*REQUEST*
Pull out every line of the listing below that contains the string "white". Case counts.

*DATASET RECORDS*
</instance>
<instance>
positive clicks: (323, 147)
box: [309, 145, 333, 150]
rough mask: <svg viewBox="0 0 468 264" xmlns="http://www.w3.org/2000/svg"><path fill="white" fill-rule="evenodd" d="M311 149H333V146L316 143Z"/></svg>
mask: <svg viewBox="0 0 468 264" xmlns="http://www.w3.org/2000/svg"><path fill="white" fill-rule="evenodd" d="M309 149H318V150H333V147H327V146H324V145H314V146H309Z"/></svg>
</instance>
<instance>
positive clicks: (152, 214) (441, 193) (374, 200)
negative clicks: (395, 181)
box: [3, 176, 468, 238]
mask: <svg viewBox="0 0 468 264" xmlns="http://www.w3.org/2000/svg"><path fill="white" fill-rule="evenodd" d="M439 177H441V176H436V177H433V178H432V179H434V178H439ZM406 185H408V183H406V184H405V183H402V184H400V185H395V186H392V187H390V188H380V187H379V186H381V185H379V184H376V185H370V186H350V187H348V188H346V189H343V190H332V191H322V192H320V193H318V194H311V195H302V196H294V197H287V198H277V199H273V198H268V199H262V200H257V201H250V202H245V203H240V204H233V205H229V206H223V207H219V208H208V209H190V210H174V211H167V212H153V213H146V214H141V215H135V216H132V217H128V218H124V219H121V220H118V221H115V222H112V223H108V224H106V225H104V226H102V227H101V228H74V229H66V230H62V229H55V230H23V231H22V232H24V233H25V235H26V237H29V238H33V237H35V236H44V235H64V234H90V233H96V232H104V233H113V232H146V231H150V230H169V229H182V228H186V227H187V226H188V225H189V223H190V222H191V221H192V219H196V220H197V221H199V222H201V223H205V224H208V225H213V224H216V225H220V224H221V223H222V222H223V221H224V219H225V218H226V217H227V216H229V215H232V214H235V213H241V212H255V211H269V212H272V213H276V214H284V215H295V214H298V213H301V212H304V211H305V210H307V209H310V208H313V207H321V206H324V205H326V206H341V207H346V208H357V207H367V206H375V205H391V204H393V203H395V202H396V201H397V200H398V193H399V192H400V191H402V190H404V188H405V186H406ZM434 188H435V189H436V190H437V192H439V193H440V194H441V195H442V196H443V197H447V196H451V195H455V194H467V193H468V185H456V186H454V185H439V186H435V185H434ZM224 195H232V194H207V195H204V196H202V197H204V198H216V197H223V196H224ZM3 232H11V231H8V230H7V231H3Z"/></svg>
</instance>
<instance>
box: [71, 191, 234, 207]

*RESPONSE FOR THIS EXERCISE*
rough mask: <svg viewBox="0 0 468 264" xmlns="http://www.w3.org/2000/svg"><path fill="white" fill-rule="evenodd" d="M311 149H333V146L316 143Z"/></svg>
mask: <svg viewBox="0 0 468 264" xmlns="http://www.w3.org/2000/svg"><path fill="white" fill-rule="evenodd" d="M309 149H318V150H333V147H327V146H324V145H314V146H309Z"/></svg>
mask: <svg viewBox="0 0 468 264" xmlns="http://www.w3.org/2000/svg"><path fill="white" fill-rule="evenodd" d="M439 177H441V176H436V177H433V178H432V179H434V178H439ZM406 185H408V183H406V184H405V183H402V184H400V185H395V186H392V187H390V188H380V187H379V186H381V185H379V184H376V185H370V186H350V187H348V188H346V189H343V190H332V191H322V192H320V193H318V194H311V195H302V196H294V197H287V198H277V199H273V198H268V199H262V200H257V201H250V202H245V203H240V204H233V205H229V206H223V207H219V208H208V209H190V210H174V211H167V212H153V213H146V214H141V215H135V216H132V217H128V218H124V219H121V220H118V221H115V222H112V223H108V224H106V225H104V226H102V227H101V228H74V229H66V230H62V229H55V230H23V231H22V232H24V233H25V235H26V237H29V238H33V237H35V236H44V235H64V234H90V233H96V232H104V233H113V232H146V231H150V230H169V229H182V228H186V227H187V226H188V225H189V223H190V222H191V221H192V219H196V220H197V221H199V222H201V223H205V224H208V225H213V224H216V225H220V224H221V223H222V222H223V221H224V219H225V218H226V217H227V216H229V215H232V214H235V213H241V212H255V211H269V212H272V213H276V214H284V215H295V214H298V213H301V212H304V211H305V210H307V209H310V208H313V207H321V206H324V205H326V206H341V207H346V208H357V207H367V206H375V205H391V204H393V203H395V202H396V201H397V200H398V193H399V192H400V191H402V190H404V188H405V186H406ZM434 188H435V189H436V190H437V192H439V193H440V194H441V195H442V196H443V197H447V196H451V195H455V194H467V193H468V185H456V186H454V185H439V186H435V185H434ZM224 195H232V194H207V195H204V196H202V197H204V198H216V197H223V196H224ZM3 232H11V231H8V230H7V231H3Z"/></svg>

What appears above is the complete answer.